_ЗАДАНИЕ A_
Ответьте на вопросы по тексту о Лидии Александровне.
(i) Кто руководит киевским хосписом?
(ii) Сколько лет Лидии Александровне?
(iii) Сколько лет Лидия Александровна проработала на одном месте?
_ЗАДАНИЕ B_
Продублируйте без изменений фрагмент текста о Лидии Александровне, начиная со слов «Лидия Александровна. 68» и заканчивая словами «на одном месте.» включительно.

-------- ТЕКСТ ДЛЯ ЧТЕНИЯ

Лидия Александровна. Сын
Мы продолжаем публиковать записи директора киевского хосписа доктора Елизаветы Петровны Глинки. Те, кто хочет помочь хоспису — заходите на сайт хосписа
Январский яркий день.Крохотная комната в коммуналке в центре города.
Даже не знала, что такие остались.Длинный коридор с перегоревшими лампочками, заставленный всем — от стиральных машин до пыльных лыж в чехлах.
Лидия Александровна. 68 лет. Живет одна. Родственники есть, но отношений с ними не поддерживает.
— Не хочу им мешать. Всю жизнь я кому — нибудь мешала. Потому что одна.Сложилось так. Я библиотекарь. Почти сорок лет на одном месте.

----------------
-------- ВХОДНЫЕ ДАННЫЕ

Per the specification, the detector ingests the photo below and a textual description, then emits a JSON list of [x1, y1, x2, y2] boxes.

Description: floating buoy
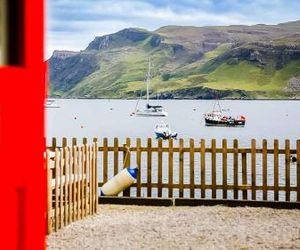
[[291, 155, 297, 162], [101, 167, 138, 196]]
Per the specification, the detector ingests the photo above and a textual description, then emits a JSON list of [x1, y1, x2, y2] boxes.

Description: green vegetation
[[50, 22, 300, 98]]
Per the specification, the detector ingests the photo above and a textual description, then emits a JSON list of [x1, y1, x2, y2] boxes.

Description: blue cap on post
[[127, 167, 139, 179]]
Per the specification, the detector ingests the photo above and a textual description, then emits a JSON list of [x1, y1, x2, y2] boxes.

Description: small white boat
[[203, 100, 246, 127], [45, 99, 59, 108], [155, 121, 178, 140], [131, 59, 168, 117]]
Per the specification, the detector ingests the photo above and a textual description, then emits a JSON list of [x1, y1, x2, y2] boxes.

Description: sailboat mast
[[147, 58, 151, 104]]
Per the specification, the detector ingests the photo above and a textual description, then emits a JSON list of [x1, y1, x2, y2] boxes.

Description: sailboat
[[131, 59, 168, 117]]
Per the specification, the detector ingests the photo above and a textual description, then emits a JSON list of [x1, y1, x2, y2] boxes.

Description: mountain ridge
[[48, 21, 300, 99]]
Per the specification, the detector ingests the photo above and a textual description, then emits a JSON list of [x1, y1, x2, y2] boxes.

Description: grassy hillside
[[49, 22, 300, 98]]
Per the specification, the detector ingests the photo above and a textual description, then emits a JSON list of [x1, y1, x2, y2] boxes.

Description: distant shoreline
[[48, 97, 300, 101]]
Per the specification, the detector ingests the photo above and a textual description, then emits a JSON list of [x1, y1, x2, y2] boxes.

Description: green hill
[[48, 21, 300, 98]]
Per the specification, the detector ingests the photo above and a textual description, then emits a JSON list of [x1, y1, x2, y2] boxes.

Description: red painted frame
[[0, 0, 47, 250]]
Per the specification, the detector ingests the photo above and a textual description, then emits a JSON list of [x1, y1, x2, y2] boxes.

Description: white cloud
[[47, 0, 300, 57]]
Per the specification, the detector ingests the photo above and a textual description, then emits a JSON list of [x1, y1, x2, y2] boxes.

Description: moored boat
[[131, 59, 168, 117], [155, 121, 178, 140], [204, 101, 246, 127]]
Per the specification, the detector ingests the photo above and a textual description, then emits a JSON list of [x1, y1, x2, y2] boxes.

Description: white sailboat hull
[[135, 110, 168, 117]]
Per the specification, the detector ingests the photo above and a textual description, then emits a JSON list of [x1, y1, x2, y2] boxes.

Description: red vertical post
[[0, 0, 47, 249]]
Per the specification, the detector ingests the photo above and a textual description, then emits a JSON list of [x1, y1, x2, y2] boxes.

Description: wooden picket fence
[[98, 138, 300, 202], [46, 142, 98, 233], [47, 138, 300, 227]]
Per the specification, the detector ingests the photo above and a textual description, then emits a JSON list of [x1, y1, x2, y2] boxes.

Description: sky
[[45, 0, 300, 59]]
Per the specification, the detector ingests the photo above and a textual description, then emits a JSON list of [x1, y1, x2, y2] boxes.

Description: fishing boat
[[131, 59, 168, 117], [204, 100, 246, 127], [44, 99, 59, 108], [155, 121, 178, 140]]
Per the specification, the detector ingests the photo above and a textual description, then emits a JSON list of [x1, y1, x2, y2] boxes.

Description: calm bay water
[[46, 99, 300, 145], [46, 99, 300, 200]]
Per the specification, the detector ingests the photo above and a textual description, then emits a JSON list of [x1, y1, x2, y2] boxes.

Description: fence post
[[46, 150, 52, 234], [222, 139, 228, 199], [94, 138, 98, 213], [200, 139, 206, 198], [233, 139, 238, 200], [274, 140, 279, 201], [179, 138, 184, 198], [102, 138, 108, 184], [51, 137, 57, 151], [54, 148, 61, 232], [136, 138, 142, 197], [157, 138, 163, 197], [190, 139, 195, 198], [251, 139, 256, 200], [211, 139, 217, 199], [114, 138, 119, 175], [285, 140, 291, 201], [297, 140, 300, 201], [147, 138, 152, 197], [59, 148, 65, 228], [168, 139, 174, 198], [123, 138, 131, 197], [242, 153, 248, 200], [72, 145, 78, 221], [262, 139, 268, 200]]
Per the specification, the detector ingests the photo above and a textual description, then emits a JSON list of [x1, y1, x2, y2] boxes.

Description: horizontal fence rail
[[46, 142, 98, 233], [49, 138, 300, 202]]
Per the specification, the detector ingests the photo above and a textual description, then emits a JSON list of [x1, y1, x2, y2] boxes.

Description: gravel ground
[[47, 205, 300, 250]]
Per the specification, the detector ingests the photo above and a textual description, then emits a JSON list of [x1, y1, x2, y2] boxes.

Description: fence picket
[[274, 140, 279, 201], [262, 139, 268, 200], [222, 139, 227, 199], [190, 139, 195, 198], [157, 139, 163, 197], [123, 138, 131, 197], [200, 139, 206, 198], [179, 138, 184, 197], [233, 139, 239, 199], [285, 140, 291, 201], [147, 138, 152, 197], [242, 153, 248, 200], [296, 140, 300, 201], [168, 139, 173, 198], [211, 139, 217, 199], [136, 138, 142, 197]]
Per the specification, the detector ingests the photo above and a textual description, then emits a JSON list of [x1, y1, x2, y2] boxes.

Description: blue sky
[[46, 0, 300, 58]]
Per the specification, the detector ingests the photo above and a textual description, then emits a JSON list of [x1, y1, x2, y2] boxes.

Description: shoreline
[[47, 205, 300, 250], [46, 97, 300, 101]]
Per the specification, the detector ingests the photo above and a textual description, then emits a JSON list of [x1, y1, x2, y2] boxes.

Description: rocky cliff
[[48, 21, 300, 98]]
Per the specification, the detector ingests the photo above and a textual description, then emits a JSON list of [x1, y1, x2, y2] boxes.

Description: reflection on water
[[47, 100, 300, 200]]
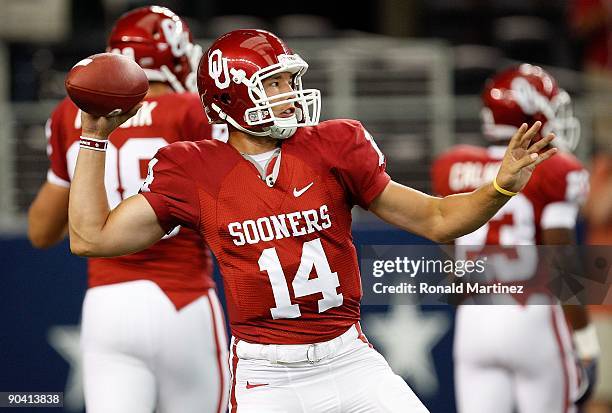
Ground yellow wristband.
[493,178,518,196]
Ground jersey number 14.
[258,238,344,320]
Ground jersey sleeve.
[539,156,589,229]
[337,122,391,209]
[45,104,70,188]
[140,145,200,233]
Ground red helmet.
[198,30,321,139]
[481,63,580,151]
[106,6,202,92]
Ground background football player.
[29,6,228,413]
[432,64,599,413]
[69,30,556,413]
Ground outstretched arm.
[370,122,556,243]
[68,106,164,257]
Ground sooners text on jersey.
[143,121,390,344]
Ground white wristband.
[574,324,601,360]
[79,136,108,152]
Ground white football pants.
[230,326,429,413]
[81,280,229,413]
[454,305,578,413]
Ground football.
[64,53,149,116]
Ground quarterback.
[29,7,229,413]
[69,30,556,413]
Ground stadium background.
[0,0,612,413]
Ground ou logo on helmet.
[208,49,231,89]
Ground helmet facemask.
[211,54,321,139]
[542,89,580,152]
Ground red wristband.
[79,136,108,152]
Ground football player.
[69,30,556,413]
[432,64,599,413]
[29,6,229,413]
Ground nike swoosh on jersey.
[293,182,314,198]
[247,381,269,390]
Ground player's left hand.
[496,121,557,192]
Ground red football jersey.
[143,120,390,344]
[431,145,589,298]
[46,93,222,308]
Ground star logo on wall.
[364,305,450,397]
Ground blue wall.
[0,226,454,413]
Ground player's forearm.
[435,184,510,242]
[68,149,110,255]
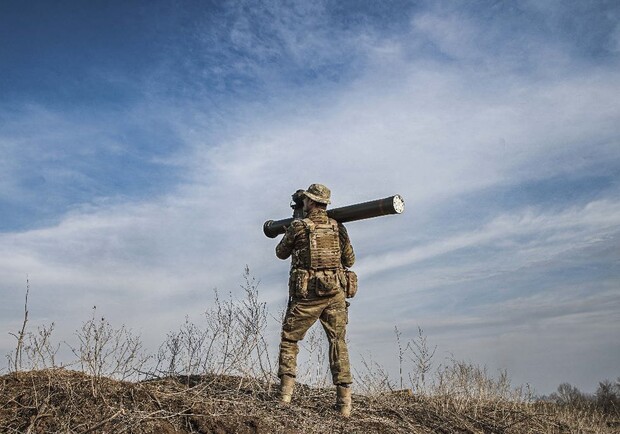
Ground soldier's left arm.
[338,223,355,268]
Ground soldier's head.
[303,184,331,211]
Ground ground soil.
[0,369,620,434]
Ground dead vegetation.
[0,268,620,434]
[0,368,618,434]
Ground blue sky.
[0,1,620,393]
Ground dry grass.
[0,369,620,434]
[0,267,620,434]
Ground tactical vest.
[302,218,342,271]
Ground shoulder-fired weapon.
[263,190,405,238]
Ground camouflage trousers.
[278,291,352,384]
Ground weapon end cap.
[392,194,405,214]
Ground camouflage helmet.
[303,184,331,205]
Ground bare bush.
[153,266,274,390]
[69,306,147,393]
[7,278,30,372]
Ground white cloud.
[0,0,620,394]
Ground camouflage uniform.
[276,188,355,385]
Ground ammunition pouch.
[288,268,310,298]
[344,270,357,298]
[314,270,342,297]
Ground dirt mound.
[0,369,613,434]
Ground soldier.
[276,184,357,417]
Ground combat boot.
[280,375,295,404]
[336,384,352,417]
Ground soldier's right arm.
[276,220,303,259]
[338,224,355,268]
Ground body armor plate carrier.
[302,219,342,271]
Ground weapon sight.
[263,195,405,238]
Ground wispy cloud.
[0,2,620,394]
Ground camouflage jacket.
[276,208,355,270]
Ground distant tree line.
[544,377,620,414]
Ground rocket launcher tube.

----------------

_ПОЛЕ ДЛЯ ОТВЕТА A_
(i) Доктор Елизавета Петровна Глинка.
(ii) 68 лет.
(iii) Почти сорок лет.

_ПОЛЕ ДЛЯ ОТВЕТА B_
Лидия Александровна. 68 лет. Живет одна. Родственники есть, но отношений с ними не поддерживает.
— Не хочу им мешать. Всю жизнь я кому — нибудь мешала. Потому что одна.Сложилось так. Я библиотекарь. Почти сорок лет на одном месте.